Text >>

Bild: Das Meer und das Salz, sogar in der Luftröhre
Vier Jahre und vier Monate warst du nicht zu Hause. Du schreibst diesen
Satz in deiner Küche. Zuvor drückte sich die Sehnsucht durch deine
Nasenlöcher wie Salzwasser, wenn dir im Meer eine Welle ins Gesicht
klatscht. Es brennt etwas und es bringt deine Atmung durcheinander. „Nicht
so schlimm“, denkst du, weil du das Meer liebst und auch das Salz, sogar in
der Luftröhre.
Vier Jahre und vier Monate sind eine lange Zeit. Du warst noch nie so lange
weg, beziehungsweise warst du noch nie so lange nicht da. Deine Mutter
seufzt jeden Sonntag [1][„vielleicht nächstes Jahr“] in den Hörer. Früher
habt ihr jedes zweite Jahr die Koffer gepackt: Handcreme in Sandalen,
Multivitaminbrausetabletten in die Zwischenräume, Aufgabegepäck 18 Kilo,
schwerer hin und leichter zurück.
Ein ganzer Tag von Haustür zu Haustür, der tiefste Schlaf in einem Bett
ohne Matratze, das nach der ersten Nacht einen blauen Fleck auf deiner
Hüfte hinterlässt. Zwischen Ayis Fingern fällt eine Apfelschalenspirale auf
den gläsernen Tisch. Um 家 zu schreiben, musst du j-i-a tippen und das erste
vorgeschlagene Zeichen auswählen, oder du setzt zehnmal den Stift an.
In deiner Abwesenheit wurden zwei Kinder geboren und ein Erwachsener ist
gestorben. Ob er tatsächlich weg ist, wenn du das nächste Mal in der
dunklen Erdgeschosswohnung Straßenschuhe gegen Plastikschlappen tauschst,
ist unklar. Du kannst es nicht überprüfen, ohne eine lange Kette an Hürden
abzuarbeiten – bürokratische, finanzielle, politische. Eigentlich willst du
aber gar nichts überprüfen. [2][Du fragst dich, ob du jetzt Flugangst
hast.]
## Auf der Suche nach vergessenen Szenen
Die Erinnerung läuft im Kreis, ab und zu läufst du die Innenseite deiner
Augenlider ab, suchst nach vergessenen Szenen, vorsichtig, du rationierst
einen Vorrat, von dem du nicht weißt, wann er erschöpft ist. Niemand will
das noch hören, immer das Gleiche: Hitze. Zu kalte Klimaanlagen. Melonen.

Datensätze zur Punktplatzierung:
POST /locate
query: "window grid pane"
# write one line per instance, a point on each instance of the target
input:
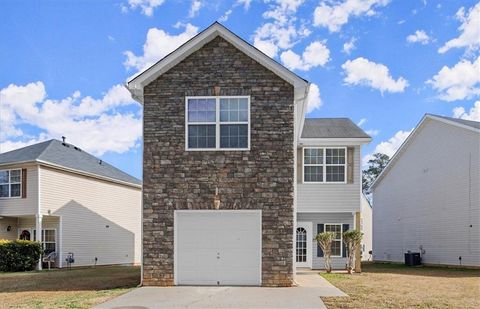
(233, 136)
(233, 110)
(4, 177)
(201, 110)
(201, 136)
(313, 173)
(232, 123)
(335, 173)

---

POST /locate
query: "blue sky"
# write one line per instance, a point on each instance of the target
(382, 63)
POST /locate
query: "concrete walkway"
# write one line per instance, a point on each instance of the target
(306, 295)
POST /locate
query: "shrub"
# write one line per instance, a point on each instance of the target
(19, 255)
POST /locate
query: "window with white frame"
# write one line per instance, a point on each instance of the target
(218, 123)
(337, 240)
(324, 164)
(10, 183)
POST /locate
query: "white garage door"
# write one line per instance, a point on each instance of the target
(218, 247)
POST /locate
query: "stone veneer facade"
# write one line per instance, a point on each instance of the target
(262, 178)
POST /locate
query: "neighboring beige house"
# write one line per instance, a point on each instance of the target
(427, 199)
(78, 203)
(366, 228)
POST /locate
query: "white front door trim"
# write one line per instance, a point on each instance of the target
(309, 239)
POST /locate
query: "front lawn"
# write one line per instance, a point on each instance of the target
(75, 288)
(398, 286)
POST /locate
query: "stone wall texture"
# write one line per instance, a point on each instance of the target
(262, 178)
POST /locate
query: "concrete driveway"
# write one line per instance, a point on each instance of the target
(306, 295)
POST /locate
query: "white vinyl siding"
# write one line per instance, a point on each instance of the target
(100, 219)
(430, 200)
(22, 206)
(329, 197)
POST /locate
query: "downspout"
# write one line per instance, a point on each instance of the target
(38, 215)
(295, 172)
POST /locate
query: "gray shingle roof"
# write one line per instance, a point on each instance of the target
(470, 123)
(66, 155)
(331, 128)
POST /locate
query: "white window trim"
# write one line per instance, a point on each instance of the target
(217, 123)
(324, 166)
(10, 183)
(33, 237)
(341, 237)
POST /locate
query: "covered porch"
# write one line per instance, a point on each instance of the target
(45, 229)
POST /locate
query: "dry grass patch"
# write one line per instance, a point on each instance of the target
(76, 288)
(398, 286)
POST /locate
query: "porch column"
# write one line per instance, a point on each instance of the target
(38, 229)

--

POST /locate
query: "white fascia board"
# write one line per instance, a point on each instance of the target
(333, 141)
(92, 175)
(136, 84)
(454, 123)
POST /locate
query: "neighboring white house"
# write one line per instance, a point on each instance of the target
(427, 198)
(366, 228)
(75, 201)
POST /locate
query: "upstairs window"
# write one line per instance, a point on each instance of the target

Aufgaben >>
**1)** Kopiere bitte aus dem Text über das Heimweh die Stelle zwischen „Bild: Das Meer“ und „und leichter zurück.“, beide eingeschlossen.
**2)** Fasse im Text über das Heimweh den Absatz, der mit „Ein ganzer Tag von Haustür zu Haustür“ beginnt, als Liste zusammen und behalte seine wichtigsten Angaben.
**3)** Nimm den Text über das Heimweh nach seinem letzten Satz wieder auf und schreib ihn weiter.
Die Datensätze werden hier nicht gebraucht.

Endergebnisse >>
**1)**
Bild: Das Meer und das Salz, sogar in der Luftröhre
Vier Jahre und vier Monate warst du nicht zu Hause. Du schreibst diesen
Satz in deiner Küche. Zuvor drückte sich die Sehnsucht durch deine
Nasenlöcher wie Salzwasser, wenn dir im Meer eine Welle ins Gesicht
klatscht. Es brennt etwas und es bringt deine Atmung durcheinander. „Nicht
so schlimm“, denkst du, weil du das Meer liebst und auch das Salz, sogar in
der Luftröhre.
Vier Jahre und vier Monate sind eine lange Zeit. Du warst noch nie so lange
weg, beziehungsweise warst du noch nie so lange nicht da. Deine Mutter
seufzt jeden Sonntag [1][„vielleicht nächstes Jahr“] in den Hörer. Früher
habt ihr jedes zweite Jahr die Koffer gepackt: Handcreme in Sandalen,
Multivitaminbrausetabletten in die Zwischenräume, Aufgabegepäck 18 Kilo,
schwerer hin und leichter zurück.

**2)**
- Die Reise dauert einen ganzen Tag von Haustür zu Haustür.
- Der tiefste Schlaf kommt in einem Bett ohne Matratze, das nach der ersten Nacht einen blauen Fleck auf deiner Hüfte hinterlässt.
- Zwischen Ayis Fingern fällt eine Apfelschalenspirale auf den gläsernen Tisch.
- Um 家 zu schreiben, tippst du j-i-a und wählst das erste vorgeschlagene Zeichen, oder du setzt zehnmal den Stift an.

**3)**
Alte Leute, die frühmorgens in der Mall Handflächen durch die Luft
schieben. Du, die du dir genüsslich die Zungenspitze an der Brühe in den
Xiaolongbao verbrennst. Lilafarbenes Licht und Whitney Houstons Stimme aus
schlechten Lautsprechern. Niemand will das noch hören, am wenigsten du
selbst.
„Vor mehr als vier Jahren“, hast du neulich geantwortet, als jemand dich
fragte: „Wann warst du das letzte Mal da?“, um dich danach zu mustern, als
hätte sich für jedes Jahr einer deiner Körperteile in Luft aufgelöst. Tags
darauf hast du angefangen jeden Morgen Reissuppe zu essen, nicht als könnte
der Brei deine Entfremdung aufhalten.
Du bist dir nicht sicher, ob nun die Welt eine andere geworden ist oder
doch vielmehr du in ihr, weil du aufgehört hast dich regelmäßig nach Osten
zu strecken und jetzt verknotete Muskeln zwischen den Schulterblättern
trägst. Gegen Halsschmerzen in einem viel zu kalten August gurgelst du mit
Salzwasser und verschluckst dich mit Absicht, weil du das Meer liebst,
sogar in der Luftröhre.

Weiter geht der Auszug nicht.